**Exercise objective:** Swap "detected instance" for "visible instance" throughout the material below, and write out every line again with nothing else altered.

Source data

----

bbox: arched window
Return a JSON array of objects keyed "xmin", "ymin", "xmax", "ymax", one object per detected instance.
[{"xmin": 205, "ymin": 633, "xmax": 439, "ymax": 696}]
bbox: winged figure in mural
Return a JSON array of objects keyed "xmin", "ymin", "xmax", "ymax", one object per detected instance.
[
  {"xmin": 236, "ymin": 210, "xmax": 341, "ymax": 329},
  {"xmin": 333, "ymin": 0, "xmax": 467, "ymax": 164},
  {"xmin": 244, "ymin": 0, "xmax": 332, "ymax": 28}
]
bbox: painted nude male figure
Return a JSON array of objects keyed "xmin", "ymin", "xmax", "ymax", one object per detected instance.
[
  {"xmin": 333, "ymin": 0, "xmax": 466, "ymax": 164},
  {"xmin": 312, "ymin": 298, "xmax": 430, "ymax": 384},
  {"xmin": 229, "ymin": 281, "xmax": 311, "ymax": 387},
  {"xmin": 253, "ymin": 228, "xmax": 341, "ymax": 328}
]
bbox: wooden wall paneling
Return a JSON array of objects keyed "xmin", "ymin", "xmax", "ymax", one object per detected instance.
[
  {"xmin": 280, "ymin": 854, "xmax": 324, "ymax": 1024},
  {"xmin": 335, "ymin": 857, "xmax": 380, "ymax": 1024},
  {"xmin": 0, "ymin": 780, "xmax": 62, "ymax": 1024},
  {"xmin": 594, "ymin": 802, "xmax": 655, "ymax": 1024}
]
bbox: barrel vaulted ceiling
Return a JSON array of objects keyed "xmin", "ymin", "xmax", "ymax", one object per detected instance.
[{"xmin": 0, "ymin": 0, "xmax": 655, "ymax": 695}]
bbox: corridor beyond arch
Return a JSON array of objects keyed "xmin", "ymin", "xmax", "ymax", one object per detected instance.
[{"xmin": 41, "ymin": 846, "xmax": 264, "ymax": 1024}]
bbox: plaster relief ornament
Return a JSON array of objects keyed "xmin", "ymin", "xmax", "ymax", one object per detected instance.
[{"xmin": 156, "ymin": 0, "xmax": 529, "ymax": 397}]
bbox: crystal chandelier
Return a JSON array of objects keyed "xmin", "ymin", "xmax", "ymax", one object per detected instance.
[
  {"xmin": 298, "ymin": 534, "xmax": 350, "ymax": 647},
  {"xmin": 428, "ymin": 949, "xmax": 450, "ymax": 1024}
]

----

**Answer for this exercise:**
bbox: arched window
Return a JSON array of objects keyed "xmin", "ymin", "xmax", "ymax", one object per visible instance.
[{"xmin": 205, "ymin": 633, "xmax": 439, "ymax": 696}]
bbox: winged figure in mural
Return a JSON array of objects keyed "xmin", "ymin", "xmax", "ymax", one object per visible instance.
[
  {"xmin": 236, "ymin": 210, "xmax": 341, "ymax": 329},
  {"xmin": 333, "ymin": 0, "xmax": 467, "ymax": 164},
  {"xmin": 244, "ymin": 0, "xmax": 332, "ymax": 28}
]
bbox: painted nude male figure
Return a JSON array of objects keyed "xmin", "ymin", "xmax", "ymax", one object per visible instance.
[
  {"xmin": 333, "ymin": 0, "xmax": 466, "ymax": 164},
  {"xmin": 312, "ymin": 298, "xmax": 430, "ymax": 384},
  {"xmin": 229, "ymin": 281, "xmax": 311, "ymax": 387},
  {"xmin": 253, "ymin": 228, "xmax": 341, "ymax": 328}
]
bbox: wooden wall paneling
Return a JSON array of objects keyed "xmin", "ymin", "xmax", "ymax", one object per visible instance.
[
  {"xmin": 280, "ymin": 854, "xmax": 324, "ymax": 1024},
  {"xmin": 335, "ymin": 857, "xmax": 380, "ymax": 1024},
  {"xmin": 0, "ymin": 780, "xmax": 62, "ymax": 1024},
  {"xmin": 594, "ymin": 802, "xmax": 655, "ymax": 1024}
]
bbox: barrel vaulted ceiling
Return a JSON array of objects keyed "xmin", "ymin", "xmax", "ymax", one object per visible instance.
[{"xmin": 0, "ymin": 0, "xmax": 655, "ymax": 695}]
bbox: corridor beyond arch
Return a JSON array of objects keyed "xmin", "ymin", "xmax", "ymax", one object per visible instance.
[{"xmin": 41, "ymin": 846, "xmax": 264, "ymax": 1024}]
bbox: plaster relief ornament
Return a JSON array of objects keyed "xmin", "ymin", "xmax", "ymax", one object per visible instance.
[{"xmin": 156, "ymin": 0, "xmax": 529, "ymax": 397}]
bbox: crystal chandelier
Return a JSON array of objects keyed "xmin", "ymin", "xmax", "ymax", one object per visible instance.
[
  {"xmin": 298, "ymin": 534, "xmax": 350, "ymax": 647},
  {"xmin": 428, "ymin": 949, "xmax": 450, "ymax": 1024}
]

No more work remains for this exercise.